Start of DATA SUPPLIED
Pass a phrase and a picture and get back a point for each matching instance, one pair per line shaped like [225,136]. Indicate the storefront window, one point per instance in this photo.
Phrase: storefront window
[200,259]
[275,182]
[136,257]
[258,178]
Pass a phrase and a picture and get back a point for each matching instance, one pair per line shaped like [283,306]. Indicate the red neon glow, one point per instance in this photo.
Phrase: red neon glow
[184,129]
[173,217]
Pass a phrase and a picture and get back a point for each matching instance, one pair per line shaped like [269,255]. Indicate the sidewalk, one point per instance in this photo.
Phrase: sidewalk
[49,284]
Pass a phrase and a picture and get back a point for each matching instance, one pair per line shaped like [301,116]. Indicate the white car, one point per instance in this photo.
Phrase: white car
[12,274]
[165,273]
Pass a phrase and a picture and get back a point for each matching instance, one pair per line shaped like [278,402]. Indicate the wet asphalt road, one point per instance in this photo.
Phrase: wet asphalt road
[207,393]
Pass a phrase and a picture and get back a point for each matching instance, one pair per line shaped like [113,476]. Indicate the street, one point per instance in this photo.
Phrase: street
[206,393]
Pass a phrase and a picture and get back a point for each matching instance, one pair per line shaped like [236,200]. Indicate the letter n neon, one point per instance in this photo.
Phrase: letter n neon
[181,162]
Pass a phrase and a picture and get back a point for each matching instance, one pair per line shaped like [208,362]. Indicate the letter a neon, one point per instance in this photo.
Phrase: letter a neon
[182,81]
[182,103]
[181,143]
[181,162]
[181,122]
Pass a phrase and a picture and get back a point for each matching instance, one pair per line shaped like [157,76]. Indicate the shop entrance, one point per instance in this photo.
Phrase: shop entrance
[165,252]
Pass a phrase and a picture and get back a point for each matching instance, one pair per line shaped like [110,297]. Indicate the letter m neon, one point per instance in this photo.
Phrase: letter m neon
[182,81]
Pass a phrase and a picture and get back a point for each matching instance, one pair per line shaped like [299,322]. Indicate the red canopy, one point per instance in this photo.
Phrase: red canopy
End of DATA SUPPLIED
Nothing but an exact repetition of the entries is expected here.

§ SOLUTION FOR THIS TASK:
Pass a phrase and a picture and get back a point for each matching instance, one pair per line shaped like [225,136]. Indicate the storefront window, one point per instance in this photo.
Phrase: storefront window
[200,259]
[275,182]
[136,257]
[258,178]
Pass a phrase and a picture and get back a point for each matching instance, one pair per line shaped like [283,306]. Indicate the red neon glow, one point per instance in this photo.
Phrase: red neon glow
[184,129]
[173,217]
Pass a phrase and a picture and get back a point for each matching instance, one pair per line shaped like [269,255]. Indicate the sidewalk, one point per instance in this photo.
Phrase: sidewalk
[49,284]
Pass a phrase and a picture and get back a point for each matching instance, one pair per line shaped like [301,116]. Indicate the white car, one point per instance in this photo.
Phrase: white car
[12,274]
[165,273]
Pass a phrase and a picture and get back a point for each matching instance, one pair per line shaped like [278,402]. Indicate the wet asphalt road, one point per instance in this photo.
Phrase: wet asphalt road
[207,393]
Pass a phrase and a picture and get back a point for each matching instance, one pair per line shaped like [113,476]. Indicate the street, one point per instance in this photo.
Phrase: street
[206,393]
Pass a phrase and a picture and get back a point for each matching instance, one pair per line shaped like [236,200]. Indicate the letter n neon, one point per instance in this photo.
Phrase: letter n neon
[181,162]
Pass a phrase and a picture and get back a point for each matching instance, one pair per line shaped like [208,362]. Indicate the letter a neon, one point per instance in this photo.
Phrase: letter a neon
[182,81]
[182,103]
[181,143]
[181,162]
[181,122]
Pass a phrase and a picture and get back a point for each matching instance, one pair per line shaped like [157,76]. Indicate the shop entrance, one point per instance in this photo.
Phrase: shop entrance
[165,252]
Pass a phrase and a picture and get back a point for each matching instance, one pair per line shaped like [110,297]. Indicate the letter m neon, one point per instance in this photo.
Phrase: letter m neon
[182,81]
Pass a phrase and a picture and get back a point for each matching instance, one pair per line shaped like [299,322]. Indicate the red canopy, one point per instance in this photo.
Phrase: red canopy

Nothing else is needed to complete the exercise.